Point localization data —

=======

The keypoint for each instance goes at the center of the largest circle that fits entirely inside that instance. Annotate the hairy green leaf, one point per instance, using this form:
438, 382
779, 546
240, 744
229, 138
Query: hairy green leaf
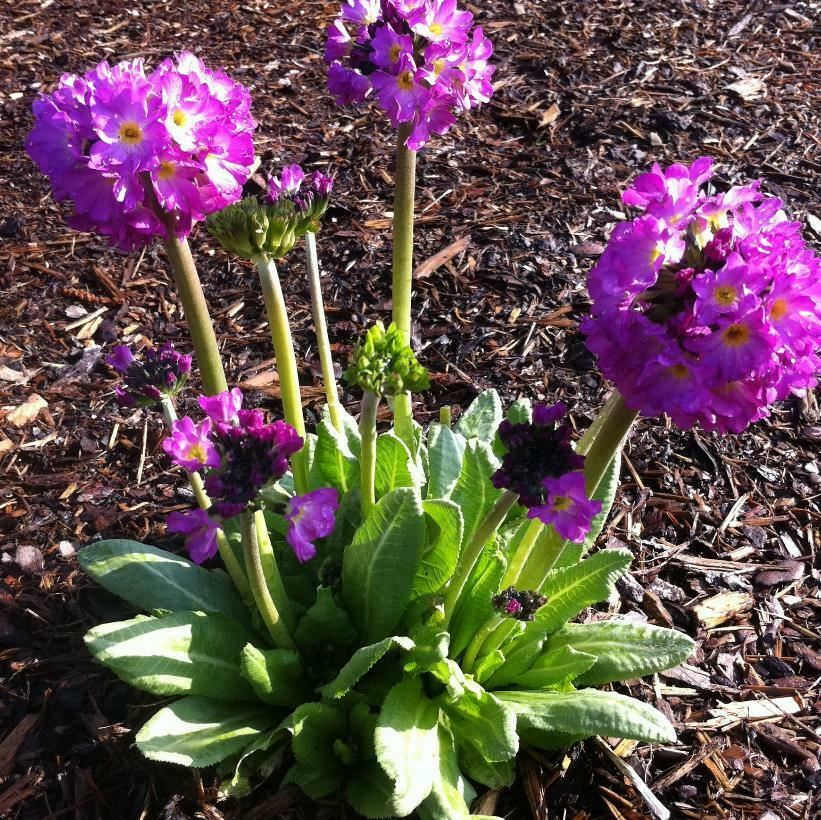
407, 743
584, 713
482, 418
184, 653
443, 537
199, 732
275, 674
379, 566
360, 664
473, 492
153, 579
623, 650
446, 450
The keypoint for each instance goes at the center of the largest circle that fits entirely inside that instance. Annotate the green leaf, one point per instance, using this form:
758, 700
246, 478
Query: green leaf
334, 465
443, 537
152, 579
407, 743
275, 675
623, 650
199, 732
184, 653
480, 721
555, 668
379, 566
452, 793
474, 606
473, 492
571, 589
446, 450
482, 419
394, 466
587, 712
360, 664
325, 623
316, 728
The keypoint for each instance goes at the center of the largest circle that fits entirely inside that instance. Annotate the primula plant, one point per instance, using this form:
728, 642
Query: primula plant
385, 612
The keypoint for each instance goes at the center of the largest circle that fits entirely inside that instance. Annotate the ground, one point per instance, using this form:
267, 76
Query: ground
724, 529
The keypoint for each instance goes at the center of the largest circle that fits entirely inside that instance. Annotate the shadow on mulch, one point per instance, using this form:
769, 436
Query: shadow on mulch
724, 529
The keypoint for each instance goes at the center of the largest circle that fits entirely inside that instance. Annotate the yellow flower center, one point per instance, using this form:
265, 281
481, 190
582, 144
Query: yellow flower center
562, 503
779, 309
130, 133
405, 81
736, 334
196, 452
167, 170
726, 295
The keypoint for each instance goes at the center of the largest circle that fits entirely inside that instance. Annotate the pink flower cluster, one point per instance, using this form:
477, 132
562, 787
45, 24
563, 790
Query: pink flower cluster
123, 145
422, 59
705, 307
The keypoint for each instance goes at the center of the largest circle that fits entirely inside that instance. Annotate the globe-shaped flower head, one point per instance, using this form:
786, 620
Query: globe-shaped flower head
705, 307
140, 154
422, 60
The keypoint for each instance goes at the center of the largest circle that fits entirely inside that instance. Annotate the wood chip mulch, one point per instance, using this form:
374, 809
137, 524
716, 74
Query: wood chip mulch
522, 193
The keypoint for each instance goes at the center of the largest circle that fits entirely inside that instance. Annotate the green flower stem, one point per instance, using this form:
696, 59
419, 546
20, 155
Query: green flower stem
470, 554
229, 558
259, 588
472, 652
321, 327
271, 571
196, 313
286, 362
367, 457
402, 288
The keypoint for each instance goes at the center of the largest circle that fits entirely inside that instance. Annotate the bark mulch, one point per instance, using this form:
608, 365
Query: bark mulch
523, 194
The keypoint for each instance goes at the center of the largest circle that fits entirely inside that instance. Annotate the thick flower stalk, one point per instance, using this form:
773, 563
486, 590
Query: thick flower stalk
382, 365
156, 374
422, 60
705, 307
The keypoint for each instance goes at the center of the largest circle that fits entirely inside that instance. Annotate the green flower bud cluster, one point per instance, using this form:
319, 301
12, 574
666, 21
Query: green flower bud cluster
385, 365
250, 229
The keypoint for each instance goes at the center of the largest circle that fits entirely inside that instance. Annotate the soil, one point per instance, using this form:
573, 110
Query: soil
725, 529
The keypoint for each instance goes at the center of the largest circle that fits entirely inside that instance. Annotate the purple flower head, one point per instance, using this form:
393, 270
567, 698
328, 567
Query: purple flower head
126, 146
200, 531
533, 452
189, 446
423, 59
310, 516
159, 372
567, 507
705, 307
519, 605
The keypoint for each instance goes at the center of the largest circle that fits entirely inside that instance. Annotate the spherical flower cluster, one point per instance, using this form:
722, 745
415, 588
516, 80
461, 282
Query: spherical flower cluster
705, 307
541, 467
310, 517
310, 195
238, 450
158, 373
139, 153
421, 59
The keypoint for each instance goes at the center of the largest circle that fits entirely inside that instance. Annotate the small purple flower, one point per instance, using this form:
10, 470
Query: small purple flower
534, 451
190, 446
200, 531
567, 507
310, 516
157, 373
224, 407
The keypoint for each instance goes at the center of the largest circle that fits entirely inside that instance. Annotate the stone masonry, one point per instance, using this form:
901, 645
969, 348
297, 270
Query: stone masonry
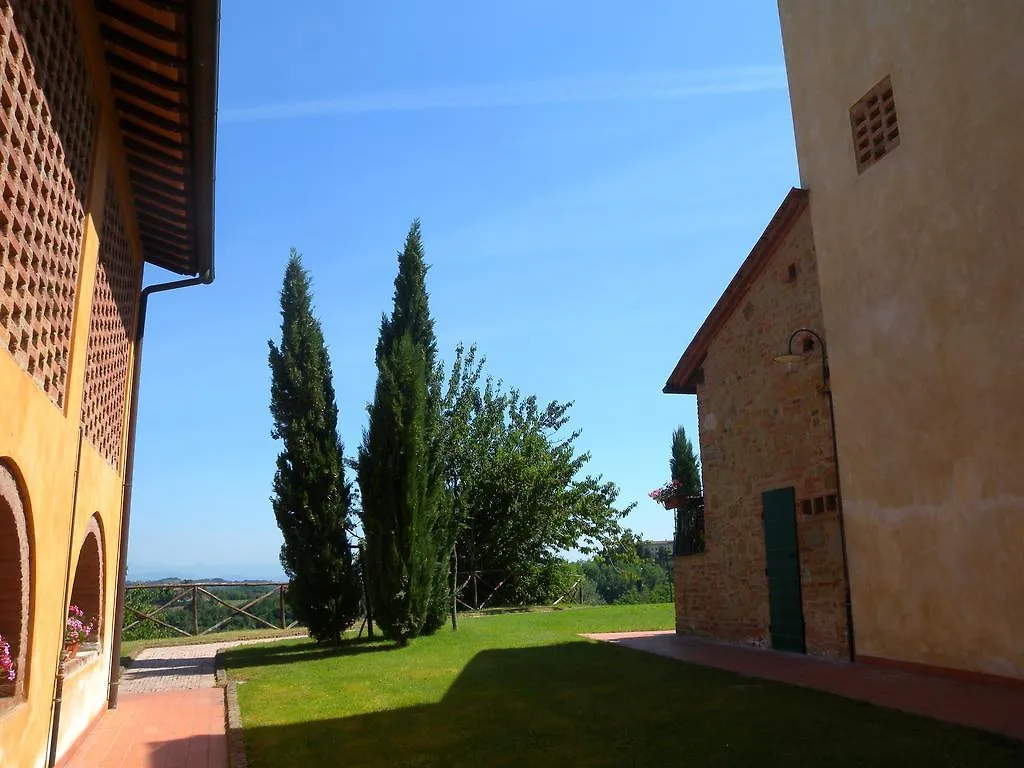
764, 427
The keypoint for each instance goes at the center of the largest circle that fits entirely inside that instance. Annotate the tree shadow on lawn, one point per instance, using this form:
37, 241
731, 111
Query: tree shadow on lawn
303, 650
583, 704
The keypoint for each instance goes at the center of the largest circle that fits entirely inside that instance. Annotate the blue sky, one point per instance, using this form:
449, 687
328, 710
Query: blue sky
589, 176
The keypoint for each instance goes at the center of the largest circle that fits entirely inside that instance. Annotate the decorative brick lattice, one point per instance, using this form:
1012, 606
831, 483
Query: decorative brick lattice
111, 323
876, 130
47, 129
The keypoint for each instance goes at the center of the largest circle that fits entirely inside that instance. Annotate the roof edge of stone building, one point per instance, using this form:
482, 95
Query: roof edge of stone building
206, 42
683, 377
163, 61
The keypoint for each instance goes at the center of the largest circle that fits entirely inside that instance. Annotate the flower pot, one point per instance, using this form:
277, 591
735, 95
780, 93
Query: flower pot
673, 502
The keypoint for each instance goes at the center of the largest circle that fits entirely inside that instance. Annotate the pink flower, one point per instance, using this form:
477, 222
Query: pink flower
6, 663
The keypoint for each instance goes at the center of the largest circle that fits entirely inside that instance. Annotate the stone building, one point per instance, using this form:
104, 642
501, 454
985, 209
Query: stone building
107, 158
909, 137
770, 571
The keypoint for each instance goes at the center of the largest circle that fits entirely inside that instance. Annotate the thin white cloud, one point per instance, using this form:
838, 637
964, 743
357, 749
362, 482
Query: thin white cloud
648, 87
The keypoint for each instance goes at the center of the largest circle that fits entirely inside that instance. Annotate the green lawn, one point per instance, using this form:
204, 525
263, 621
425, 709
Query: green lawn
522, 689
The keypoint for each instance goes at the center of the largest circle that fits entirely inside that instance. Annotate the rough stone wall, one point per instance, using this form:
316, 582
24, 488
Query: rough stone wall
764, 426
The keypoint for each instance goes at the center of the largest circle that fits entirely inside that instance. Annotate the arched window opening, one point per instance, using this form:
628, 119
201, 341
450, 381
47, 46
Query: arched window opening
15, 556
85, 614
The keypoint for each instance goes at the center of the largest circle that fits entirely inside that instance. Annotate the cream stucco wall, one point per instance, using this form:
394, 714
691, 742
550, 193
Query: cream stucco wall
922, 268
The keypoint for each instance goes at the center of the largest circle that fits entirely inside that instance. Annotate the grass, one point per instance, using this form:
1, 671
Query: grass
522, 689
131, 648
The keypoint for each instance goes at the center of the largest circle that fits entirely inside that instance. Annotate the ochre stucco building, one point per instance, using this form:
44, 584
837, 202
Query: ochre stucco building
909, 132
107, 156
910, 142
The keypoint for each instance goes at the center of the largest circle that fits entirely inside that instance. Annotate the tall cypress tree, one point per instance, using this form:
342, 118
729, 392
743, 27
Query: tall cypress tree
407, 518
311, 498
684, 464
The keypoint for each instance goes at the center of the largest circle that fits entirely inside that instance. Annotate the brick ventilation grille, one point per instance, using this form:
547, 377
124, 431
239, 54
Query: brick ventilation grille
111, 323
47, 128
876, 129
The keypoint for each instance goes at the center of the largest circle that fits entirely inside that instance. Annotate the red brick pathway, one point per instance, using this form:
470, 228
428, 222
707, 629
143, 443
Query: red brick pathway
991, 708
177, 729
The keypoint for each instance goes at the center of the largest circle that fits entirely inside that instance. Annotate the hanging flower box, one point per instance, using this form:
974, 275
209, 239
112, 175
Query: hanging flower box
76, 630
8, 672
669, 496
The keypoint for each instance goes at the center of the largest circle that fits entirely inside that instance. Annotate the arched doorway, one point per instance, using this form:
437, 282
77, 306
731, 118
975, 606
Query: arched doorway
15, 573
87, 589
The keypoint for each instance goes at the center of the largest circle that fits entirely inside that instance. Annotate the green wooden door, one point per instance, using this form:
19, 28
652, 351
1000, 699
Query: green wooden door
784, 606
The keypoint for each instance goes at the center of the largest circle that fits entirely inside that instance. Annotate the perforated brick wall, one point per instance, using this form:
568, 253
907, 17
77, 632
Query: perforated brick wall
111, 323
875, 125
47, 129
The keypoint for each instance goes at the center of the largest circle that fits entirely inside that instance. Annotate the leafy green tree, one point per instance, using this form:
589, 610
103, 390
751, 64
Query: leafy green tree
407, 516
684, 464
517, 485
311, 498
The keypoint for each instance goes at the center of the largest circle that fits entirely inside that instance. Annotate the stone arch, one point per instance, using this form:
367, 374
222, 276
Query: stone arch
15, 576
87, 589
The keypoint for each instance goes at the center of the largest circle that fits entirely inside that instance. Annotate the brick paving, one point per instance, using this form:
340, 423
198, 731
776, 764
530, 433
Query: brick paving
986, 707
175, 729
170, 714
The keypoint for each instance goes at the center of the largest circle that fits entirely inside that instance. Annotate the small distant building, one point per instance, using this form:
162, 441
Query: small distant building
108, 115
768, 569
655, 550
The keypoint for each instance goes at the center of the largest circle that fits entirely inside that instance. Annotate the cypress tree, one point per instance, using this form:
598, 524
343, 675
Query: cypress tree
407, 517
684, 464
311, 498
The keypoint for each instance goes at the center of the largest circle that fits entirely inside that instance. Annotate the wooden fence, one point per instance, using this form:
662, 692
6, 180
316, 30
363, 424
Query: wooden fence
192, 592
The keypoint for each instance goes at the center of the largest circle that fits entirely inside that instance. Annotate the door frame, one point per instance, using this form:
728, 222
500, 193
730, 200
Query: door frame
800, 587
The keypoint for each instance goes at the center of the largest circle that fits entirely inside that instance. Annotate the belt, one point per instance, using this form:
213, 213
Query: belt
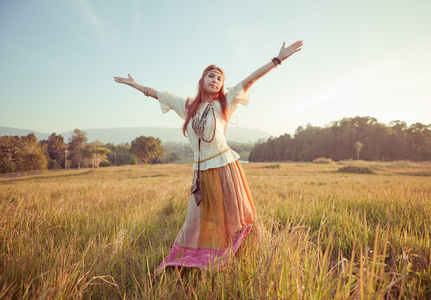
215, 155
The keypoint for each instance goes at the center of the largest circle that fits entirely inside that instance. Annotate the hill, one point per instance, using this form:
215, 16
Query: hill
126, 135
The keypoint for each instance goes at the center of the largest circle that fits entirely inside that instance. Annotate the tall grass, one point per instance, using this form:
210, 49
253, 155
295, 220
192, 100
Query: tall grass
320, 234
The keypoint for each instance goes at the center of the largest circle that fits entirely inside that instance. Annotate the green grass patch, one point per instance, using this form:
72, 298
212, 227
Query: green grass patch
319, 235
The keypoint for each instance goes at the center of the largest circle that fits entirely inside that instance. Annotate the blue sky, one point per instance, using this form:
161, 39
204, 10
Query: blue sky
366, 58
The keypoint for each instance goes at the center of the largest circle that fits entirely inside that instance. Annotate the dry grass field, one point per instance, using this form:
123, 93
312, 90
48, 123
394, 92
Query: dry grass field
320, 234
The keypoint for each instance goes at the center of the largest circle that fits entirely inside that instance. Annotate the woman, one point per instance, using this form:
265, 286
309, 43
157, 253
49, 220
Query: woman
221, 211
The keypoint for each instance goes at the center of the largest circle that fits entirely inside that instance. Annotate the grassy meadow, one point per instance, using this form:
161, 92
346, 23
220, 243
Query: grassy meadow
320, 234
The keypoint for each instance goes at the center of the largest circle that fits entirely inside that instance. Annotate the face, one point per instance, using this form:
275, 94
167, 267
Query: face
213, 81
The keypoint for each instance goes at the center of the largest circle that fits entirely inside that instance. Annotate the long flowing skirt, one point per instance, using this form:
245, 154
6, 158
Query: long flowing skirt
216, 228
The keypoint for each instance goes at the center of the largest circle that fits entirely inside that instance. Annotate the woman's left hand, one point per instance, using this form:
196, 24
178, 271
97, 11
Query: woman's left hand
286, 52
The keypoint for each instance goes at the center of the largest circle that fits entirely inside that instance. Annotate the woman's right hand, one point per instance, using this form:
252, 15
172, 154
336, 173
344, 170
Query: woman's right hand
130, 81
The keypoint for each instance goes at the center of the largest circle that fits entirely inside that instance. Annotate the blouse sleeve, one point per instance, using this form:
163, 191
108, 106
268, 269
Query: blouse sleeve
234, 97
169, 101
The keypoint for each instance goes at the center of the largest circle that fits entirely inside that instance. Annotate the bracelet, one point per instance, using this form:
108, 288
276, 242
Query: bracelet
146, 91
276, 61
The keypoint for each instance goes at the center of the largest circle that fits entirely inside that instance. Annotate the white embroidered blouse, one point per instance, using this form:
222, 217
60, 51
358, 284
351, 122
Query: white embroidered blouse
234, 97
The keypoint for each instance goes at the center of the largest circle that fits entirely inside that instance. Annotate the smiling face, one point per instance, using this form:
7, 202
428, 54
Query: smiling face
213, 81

=======

Task statement — Write out, exactly as they appear, the lines from the one containing "Query: woman's right hand" through the last line of the records above, both included, and nothing more.

Response area —
Query: woman's right hand
130, 81
The keypoint for each instance goes at the center of the largest circle that fits entirely inside that instance. Annotate the blouse sleeve, one point per instance, using this form:
163, 191
108, 106
268, 269
Query: blouse sleeve
234, 97
169, 101
The keypoint for each instance goes at the center of the largest circle that fits entirely inside that instance. Annotate the bracelet, one point per instance, using this form:
108, 288
276, 242
Query: bracelet
146, 91
276, 61
The keypoint for each instance goes at the center of the largest circle that fits entirely inside that instance. Annotate the white embroidered blouse, one point per instance, using this form:
222, 217
60, 51
358, 284
351, 122
Query: white embroidered blouse
234, 97
The keypoint for each instance goes at the center of the largest circle that fits entirely inside that instance. Annotate the smiling face, one point per instance, using this form:
7, 202
428, 54
Query: smiling face
213, 81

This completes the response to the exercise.